Apple Catching
Time Limit: 1000MS Memory Limit: 65536K
Total Submissions: 14311 Accepted: 7000
Description
It is a little known fact that cows love apples. Farmer John has two apple trees (which are conveniently numbered 1 and 2) in his field, each full of apples. Bessie cannot reach the apples when they are on the tree, so she must wait for them to fall. However, she must catch them in the air since the apples bruise when they hit the ground (and no one wants to eat bruised apples). Bessie is a quick eater, so an apple she does catch is eaten in just a few seconds.
Each minute, one of the two apple trees drops an apple. Bessie, having much practice, can catch an apple if she is standing under a tree from which one falls. While Bessie can walk between the two trees quickly (in much less than a minute), she can stand under only one tree at any time. Moreover, cows do not get a lot of exercise, so she is not willing to walk back and forth between the trees endlessly (and thus misses some apples).
Apples fall (one each minute) for T (1 <= T <= 1,000) minutes. Bessie is willing to walk back and forth at most W (1 <= W <= 30) times. Given which tree will drop an apple each minute, determine the maximum number of apples which Bessie can catch. Bessie starts at tree 1.
Input
Line 1: Two space separated integers: T and W
Lines 2..T+1: 1 or 2: the tree that will drop an apple each minute.
Output
- Line 1: The maximum number of apples Bessie can catch without walking more than W times.
Sample Input
7 2
2
1
1
2
2
1
1
Sample Output
6
Hint
INPUT DETAILS:
Seven apples fall - one from tree 2, then two in a row from tree 1, then two in a row from tree 2, then two in a row from tree 1. Bessie is willing to walk from one tree to the other twice.

• [完成下列]:
1) 把接苹果题目从"Sample Input"到"the other twice."这一段重写一遍，其中的"Bessie"一律改成"Daisy"。
2) 接苹果题目写到最后一句就停了，请顺着往下续写。

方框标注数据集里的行
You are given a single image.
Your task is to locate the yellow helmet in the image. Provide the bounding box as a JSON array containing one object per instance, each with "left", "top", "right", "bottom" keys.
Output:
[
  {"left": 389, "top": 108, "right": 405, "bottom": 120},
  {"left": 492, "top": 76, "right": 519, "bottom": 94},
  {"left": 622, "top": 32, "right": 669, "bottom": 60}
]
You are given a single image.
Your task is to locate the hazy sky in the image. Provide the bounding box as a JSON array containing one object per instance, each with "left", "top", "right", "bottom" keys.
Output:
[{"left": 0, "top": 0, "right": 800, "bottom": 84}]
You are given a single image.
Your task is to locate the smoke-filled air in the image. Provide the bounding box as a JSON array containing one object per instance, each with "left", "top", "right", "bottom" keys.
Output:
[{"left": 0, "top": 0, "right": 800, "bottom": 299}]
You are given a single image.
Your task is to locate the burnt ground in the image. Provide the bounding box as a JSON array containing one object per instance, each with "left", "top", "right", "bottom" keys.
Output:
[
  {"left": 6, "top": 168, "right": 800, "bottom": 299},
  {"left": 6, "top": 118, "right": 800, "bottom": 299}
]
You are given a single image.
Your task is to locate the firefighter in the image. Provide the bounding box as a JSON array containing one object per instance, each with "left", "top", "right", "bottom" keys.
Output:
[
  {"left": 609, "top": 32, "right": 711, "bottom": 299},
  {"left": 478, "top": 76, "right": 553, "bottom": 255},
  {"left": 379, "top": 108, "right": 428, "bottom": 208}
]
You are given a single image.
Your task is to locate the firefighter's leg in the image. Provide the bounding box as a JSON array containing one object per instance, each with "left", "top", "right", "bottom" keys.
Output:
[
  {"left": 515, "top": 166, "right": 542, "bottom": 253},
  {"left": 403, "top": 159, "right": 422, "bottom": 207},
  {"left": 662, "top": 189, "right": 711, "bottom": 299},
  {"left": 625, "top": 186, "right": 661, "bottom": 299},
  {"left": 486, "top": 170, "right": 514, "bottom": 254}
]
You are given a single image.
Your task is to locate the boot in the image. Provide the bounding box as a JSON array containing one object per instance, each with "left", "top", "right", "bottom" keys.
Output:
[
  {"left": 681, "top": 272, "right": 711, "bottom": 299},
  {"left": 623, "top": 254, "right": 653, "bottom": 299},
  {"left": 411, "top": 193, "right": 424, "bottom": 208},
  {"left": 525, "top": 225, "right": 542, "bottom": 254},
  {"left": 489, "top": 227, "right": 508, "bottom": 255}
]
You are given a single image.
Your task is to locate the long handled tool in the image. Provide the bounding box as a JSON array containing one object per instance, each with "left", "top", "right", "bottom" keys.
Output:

• [逐题答案]:
1)
Sample Input
7 2
2
1
1
2
2
1
1
Sample Output
6
Hint
INPUT DETAILS:
Seven apples fall - one from tree 2, then two in a row from tree 1, then two in a row from tree 2, then two in a row from tree 1. Daisy is willing to walk from one tree to the other twice.

2)
OUTPUT DETAILS:
Bessie can catch six apples by staying under tree 1 until the first two have dropped, then moving to tree 2 for the next two, then returning back to tree 1 for the final two.
解题心得:
- 题意就是有两颗苹果树,每一秒钟某一颗树上会掉下来一颗苹果,一个人可以在两棵树下移动,移动时间不计,最多可以移动k次,问这个人最多可以获得多少颗苹果。
- 其实这个题最直观的做法就是用记忆化搜索,直接按照题意搜索就行了。当然也可以将记忆化搜索提炼出dp公式出来,写dp状态转移方程式。
- 提炼出来dp方程式可以这样表示,dp[i][j]为在i秒最多移动j次可以获得的最大苹果树。状态转移方程为dp[i][j] = max(dp[i-1][j],dp[i-1][j-1]) + (j%2+1 == arr[i]),因为一开始在1位置,所以在移动j次之后所在的位置为j%2+1,代表在第i秒移动j次的状态只能够从第i-1秒移动j-1次和i-1秒移动j次转移而来,然后加上当前是否可以接到苹果的。
记忆化搜索代码:
#include <algorithm>
#include <stdio.h>
#include <cstring>
using namespace std;
const int maxn = 1010;
int dp[maxn][35][3],w,n,scor[maxn];
void init() {
memset(dp,-1,sizeof(dp));
scanf("%d%d",&n,&w);
for(int i=1;i<=n;i++) {
scanf("%d",&scor[i]);
scor[i] %= 2;
}
}
int dfs(int times,int change,int pos) {
if(times > n || change > w)
return 0;
if(dp[times][change][pos] != -1)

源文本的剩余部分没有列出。